Every line from the one containing "Target: paving stone" to the final line of the material below must be reproduced exactly; leave out all other lines.
======
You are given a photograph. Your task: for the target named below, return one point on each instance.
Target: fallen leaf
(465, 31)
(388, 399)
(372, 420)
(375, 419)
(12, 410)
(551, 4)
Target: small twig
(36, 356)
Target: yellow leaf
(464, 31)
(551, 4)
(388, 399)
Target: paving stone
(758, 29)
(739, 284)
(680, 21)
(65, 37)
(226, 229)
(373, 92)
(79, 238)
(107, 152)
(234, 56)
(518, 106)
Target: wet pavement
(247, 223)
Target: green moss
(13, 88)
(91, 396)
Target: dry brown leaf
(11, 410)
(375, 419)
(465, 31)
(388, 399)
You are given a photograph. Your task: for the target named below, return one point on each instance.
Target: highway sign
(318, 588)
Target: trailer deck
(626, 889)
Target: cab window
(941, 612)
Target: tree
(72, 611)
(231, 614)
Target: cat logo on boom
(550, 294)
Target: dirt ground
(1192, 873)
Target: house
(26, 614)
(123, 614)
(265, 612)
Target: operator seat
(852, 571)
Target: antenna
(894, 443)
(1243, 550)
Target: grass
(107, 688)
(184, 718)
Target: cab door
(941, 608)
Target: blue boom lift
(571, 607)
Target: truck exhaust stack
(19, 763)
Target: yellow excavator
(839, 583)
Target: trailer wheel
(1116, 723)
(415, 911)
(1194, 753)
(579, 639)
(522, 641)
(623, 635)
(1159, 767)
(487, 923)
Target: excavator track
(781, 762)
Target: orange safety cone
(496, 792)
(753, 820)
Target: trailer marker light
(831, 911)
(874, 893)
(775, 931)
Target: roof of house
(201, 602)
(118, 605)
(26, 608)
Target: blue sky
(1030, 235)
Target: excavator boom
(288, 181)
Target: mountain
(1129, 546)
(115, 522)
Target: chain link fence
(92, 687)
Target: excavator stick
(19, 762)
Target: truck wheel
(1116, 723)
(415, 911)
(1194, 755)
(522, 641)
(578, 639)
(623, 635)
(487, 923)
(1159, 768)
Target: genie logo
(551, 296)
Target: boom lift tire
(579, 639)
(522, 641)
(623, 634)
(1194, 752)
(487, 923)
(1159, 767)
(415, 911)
======
» Solution:
Target: paving stone
(758, 29)
(739, 284)
(680, 21)
(65, 37)
(226, 229)
(373, 92)
(79, 238)
(107, 152)
(234, 56)
(518, 106)
Target: wet pavement
(247, 223)
Target: green moss
(13, 88)
(91, 396)
Target: dry brown leaf
(11, 410)
(375, 419)
(465, 31)
(388, 399)
You are given a photograph. Your task: for the target named below, return one point on each instance.
Target: highway sign
(318, 588)
Target: trailer deck
(626, 889)
Target: cab window
(941, 612)
Target: tree
(72, 611)
(231, 614)
Target: cat logo on boom
(550, 294)
Target: dirt ground
(1192, 873)
Target: house
(26, 614)
(123, 614)
(265, 612)
Target: operator seat
(852, 571)
Target: antenna
(894, 443)
(1243, 550)
Target: grass
(107, 688)
(184, 718)
Target: cab door
(941, 608)
Target: blue boom lift
(571, 607)
Target: truck exhaust stack
(19, 763)
Target: yellow excavator
(839, 583)
Target: trailer wheel
(1116, 723)
(415, 911)
(1194, 753)
(579, 639)
(522, 641)
(623, 635)
(1159, 767)
(487, 923)
Target: excavator track
(781, 762)
Target: orange safety cone
(496, 792)
(753, 820)
Target: trailer marker light
(831, 911)
(874, 893)
(775, 931)
Target: roof of house
(201, 602)
(118, 605)
(26, 608)
Target: blue sky
(1030, 235)
Target: excavator boom
(288, 181)
Target: mountain
(1129, 546)
(115, 522)
Target: chain link fence
(92, 687)
Target: excavator stick
(19, 762)
Target: truck wheel
(1116, 723)
(415, 911)
(1194, 755)
(522, 641)
(578, 639)
(623, 635)
(487, 923)
(1159, 768)
Target: genie logo
(551, 296)
Target: boom lift tire
(579, 639)
(522, 641)
(623, 634)
(1194, 752)
(487, 923)
(1159, 767)
(415, 911)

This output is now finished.